Work required: Using the entries below, transcribe exactly the line containing "In the picture above, where can the foliage" and each line that follows it to the end.

Excerpts of pointing data:
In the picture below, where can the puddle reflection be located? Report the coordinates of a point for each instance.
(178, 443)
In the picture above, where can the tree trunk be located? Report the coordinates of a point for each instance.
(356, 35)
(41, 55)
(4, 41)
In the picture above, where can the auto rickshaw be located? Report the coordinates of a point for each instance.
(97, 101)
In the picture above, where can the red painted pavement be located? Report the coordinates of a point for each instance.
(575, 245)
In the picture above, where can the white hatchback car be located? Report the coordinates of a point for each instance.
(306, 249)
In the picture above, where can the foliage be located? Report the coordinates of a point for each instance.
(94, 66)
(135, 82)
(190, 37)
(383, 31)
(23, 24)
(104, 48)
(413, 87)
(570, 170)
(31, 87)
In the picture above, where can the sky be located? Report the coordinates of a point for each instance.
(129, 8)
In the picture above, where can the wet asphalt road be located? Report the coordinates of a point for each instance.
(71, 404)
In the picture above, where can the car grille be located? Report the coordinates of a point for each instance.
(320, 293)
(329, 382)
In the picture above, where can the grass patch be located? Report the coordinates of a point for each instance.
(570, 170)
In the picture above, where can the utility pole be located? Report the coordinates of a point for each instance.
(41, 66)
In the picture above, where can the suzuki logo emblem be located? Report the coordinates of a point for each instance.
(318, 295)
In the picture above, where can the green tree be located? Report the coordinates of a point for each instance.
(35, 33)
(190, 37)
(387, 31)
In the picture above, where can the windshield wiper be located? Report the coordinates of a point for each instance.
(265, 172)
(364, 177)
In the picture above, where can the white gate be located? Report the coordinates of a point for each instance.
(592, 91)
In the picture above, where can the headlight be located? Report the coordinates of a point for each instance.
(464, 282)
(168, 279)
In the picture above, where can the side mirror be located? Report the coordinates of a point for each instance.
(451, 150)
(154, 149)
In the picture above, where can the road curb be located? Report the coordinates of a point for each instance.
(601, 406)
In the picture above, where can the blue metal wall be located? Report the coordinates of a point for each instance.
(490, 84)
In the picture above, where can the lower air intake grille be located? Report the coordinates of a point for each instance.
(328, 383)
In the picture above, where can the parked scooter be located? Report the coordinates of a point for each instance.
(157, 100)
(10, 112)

Expected answer:
In the picture above, where can the foliage be located? Report the coordinates of a point for each instance.
(94, 66)
(135, 82)
(190, 37)
(383, 31)
(23, 24)
(104, 48)
(413, 87)
(570, 170)
(31, 87)
In the picture above, where can the sky be located? Report the coordinates of a point for each instance.
(129, 8)
In the picture above, where can the wet asphalt road be located? Report the coordinates of a point for each instance.
(71, 404)
In the picture above, where can the car grille be located? Report the coordinates of a point for each instance.
(320, 293)
(329, 382)
In the picture above, where can the grass patch be located? Report the coordinates of a point for each instance.
(570, 170)
In the picture above, where can the utility pole be located? Report the coordinates of a point for each instance.
(41, 66)
In the picture above, where can the suzuki logo emblem be located? Report the coordinates of a point for each instance.
(318, 295)
In the picture above, where can the green tree be located? Report the coordinates of a point for each instance.
(35, 33)
(190, 37)
(387, 31)
In the picture above, where can the windshield wiper be located? Report the coordinates of a point for each instance.
(265, 172)
(364, 177)
In the picture above, where can the white gate be located? Report the coordinates of a point for each instance.
(592, 91)
In the picture above, where can the headlight be located? Report the coordinates of a point for each instance.
(464, 282)
(168, 279)
In the picture above, where can the side mirror be located? Report the coordinates of a point for each instance.
(451, 150)
(154, 149)
In the picture above, where can the road curb be located? Report the coordinates of a point for each instance.
(601, 406)
In the picture above, where can the blue metal wall be located? Report the coordinates of a point for each instance.
(490, 84)
In the picture above, where can the lower air intake grille be located? Report the coordinates of a point for each instance.
(328, 383)
In the picture above, where can the parked scooter be located? Report the coordinates of a point for each instance.
(157, 100)
(10, 112)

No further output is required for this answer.